# START OF Working data

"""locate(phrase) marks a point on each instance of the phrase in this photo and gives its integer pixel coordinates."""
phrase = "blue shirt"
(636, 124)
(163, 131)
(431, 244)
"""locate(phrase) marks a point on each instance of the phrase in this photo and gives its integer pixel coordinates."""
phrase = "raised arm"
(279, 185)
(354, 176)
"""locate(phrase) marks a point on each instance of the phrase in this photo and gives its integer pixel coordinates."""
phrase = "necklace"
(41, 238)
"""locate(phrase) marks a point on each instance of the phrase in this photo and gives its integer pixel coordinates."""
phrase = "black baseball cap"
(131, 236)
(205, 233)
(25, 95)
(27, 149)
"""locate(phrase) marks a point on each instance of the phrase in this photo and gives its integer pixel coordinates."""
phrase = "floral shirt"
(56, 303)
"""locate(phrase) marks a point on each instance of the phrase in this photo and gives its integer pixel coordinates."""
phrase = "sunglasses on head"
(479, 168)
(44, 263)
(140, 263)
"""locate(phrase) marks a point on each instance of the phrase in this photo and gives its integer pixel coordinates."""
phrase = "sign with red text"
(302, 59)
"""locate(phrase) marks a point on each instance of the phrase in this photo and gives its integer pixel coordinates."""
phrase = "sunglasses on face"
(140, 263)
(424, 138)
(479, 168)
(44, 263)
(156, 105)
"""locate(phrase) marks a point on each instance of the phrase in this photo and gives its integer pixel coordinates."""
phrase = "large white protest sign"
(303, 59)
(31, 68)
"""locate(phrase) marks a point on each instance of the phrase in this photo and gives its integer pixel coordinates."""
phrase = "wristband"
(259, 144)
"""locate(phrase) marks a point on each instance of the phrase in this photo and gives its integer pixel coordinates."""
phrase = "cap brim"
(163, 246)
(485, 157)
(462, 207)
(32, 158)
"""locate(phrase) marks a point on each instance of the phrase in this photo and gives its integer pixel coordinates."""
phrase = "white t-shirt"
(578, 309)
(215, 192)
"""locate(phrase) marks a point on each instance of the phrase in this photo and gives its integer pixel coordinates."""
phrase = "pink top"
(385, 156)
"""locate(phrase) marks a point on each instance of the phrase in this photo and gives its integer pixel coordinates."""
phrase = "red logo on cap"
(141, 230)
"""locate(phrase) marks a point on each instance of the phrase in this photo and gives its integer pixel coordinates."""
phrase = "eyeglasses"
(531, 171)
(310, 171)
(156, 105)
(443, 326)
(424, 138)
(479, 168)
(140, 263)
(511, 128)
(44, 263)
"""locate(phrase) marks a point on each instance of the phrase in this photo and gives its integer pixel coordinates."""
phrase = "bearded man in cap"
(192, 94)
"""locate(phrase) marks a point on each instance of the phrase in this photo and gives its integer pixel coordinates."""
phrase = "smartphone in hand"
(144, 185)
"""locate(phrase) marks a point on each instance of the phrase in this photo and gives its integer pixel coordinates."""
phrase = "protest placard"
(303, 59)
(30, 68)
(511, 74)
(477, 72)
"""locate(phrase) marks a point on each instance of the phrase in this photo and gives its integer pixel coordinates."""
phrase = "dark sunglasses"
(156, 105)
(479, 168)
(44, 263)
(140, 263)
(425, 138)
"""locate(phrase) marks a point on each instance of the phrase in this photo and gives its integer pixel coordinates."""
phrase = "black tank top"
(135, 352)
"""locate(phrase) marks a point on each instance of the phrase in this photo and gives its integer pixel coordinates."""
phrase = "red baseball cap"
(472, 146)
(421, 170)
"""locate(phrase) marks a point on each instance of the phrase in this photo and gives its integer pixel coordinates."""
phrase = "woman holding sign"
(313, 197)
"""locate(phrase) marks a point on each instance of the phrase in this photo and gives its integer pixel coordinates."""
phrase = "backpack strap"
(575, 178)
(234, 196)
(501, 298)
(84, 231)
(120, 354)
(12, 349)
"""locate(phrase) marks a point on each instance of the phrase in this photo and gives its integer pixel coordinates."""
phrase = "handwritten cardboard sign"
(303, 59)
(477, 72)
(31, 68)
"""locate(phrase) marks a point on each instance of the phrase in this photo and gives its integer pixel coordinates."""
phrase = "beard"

# END OF Working data

Task brief: From the records above, extract everything verbatim.

Answer to the task:
"""locate(phrase) marks a point on each instance of the phrase in this photo and gives its integer pixel coordinates."""
phrase = "blue shirt"
(636, 124)
(163, 131)
(431, 244)
"""locate(phrase) marks a point on each instance of the phrase in this photo and gives its integer pixel coordinates."""
phrase = "raised arm"
(279, 185)
(354, 176)
"""locate(phrase) marks a point on each instance of the phrase in this photo and gives its integer pixel coordinates."""
phrase = "necklace"
(41, 238)
"""locate(phrase) marks a point on each instance of the phrase in this photo and gives its integer pixel coordinates."""
phrase = "black baseball cap"
(131, 236)
(205, 233)
(25, 95)
(27, 149)
"""locate(phrase) marks a point on each instance of the phrase in this photo and gives its integer pixel coordinates."""
phrase = "floral shirt"
(56, 303)
"""locate(phrase) marks a point on each instance of the phrase in this photo and gives its integer pixel coordinates."""
phrase = "sunglasses on head"
(479, 168)
(44, 263)
(140, 263)
"""locate(phrase) marks a point on each instance of the phrase in this photo and gives its integer pixel coordinates."""
phrase = "sign with red text"
(302, 59)
"""locate(phrase) marks a point on each instance of the phrase in this photo and gives its integer pixel coordinates."""
phrase = "sunglasses on face"
(140, 263)
(424, 138)
(479, 168)
(44, 263)
(156, 105)
"""locate(phrase) marks a point on each instance of the phrase in this photo and gives its integer pixel coordinates."""
phrase = "large white protest sign"
(303, 59)
(31, 68)
"""locate(phrase) marks a point on each instance of the phrase in this photo and gives its integer pixel coordinates."""
phrase = "wristband"
(259, 144)
"""locate(phrase) marks a point on each instance of the phrase in this photo and gives its integer pixel coordinates."""
phrase = "cap brim"
(163, 246)
(485, 157)
(462, 207)
(32, 158)
"""locate(phrase) marks a point on each instance of the phrase in this photo and gives its integer pixel coordinates."""
phrase = "white t-shirt"
(578, 309)
(215, 192)
"""locate(phrase) marks a point on each instance of the phrase in this photo and gives its integer pixel coordinates."""
phrase = "pink top"
(385, 156)
"""locate(phrase) marks a point on each instance of the phrase in this photo and gives its integer pixel coordinates."""
phrase = "red logo on cap"
(141, 230)
"""locate(phrase) marks a point on each instance of the phrase in this photo and gives its integer pixel coordinates."""
phrase = "eyeglasses"
(531, 171)
(310, 171)
(156, 105)
(443, 326)
(424, 138)
(479, 168)
(140, 263)
(511, 128)
(44, 263)
"""locate(phrase) marks a point on each instance of the phrase in this photo and gives its integer pixel coordinates."""
phrase = "bearded man in cap"
(192, 94)
"""locate(phrase) marks a point on each instance of the phrase in this photo and gives its integer pixel coordinates."""
phrase = "smartphone in hand"
(144, 185)
"""locate(phrase) marks a point on each instance of the phrase in this photo and gives its integer pixel coordinates."""
phrase = "protest placard"
(303, 59)
(30, 68)
(511, 74)
(477, 72)
"""locate(phrase) marks a point on each instance of the phrase in this photo and gives its integer pixel coordinates."""
phrase = "dark sunglasses"
(156, 105)
(479, 168)
(44, 263)
(140, 263)
(425, 138)
"""locate(phrase) marks a point on each instance of the phrase in this photo and gives its integer pixel coordinates."""
phrase = "black tank top"
(135, 352)
"""locate(phrase) marks a point on each instance of the phrase in this photo and gives its integer pixel coordinates."""
phrase = "red baseball cap"
(472, 146)
(421, 170)
"""locate(phrase) marks a point on each instance of the phrase in this photo and gives its integer pixel coordinates."""
phrase = "woman holding sign"
(313, 197)
"""locate(phrase) marks a point on each instance of the phrase in this photo and gives its integer pixel coordinates."""
phrase = "backpack strap"
(575, 178)
(234, 196)
(501, 298)
(84, 231)
(120, 354)
(12, 349)
"""locate(phrase) marks a point on each instance of the phrase in this photo and gives its integer pixel coordinates."""
phrase = "handwritten cardboard sign"
(303, 59)
(477, 72)
(31, 68)
"""locate(phrase) marks a point on each instance of the phrase in this photo and gives its integer pixel coordinates."""
phrase = "beard"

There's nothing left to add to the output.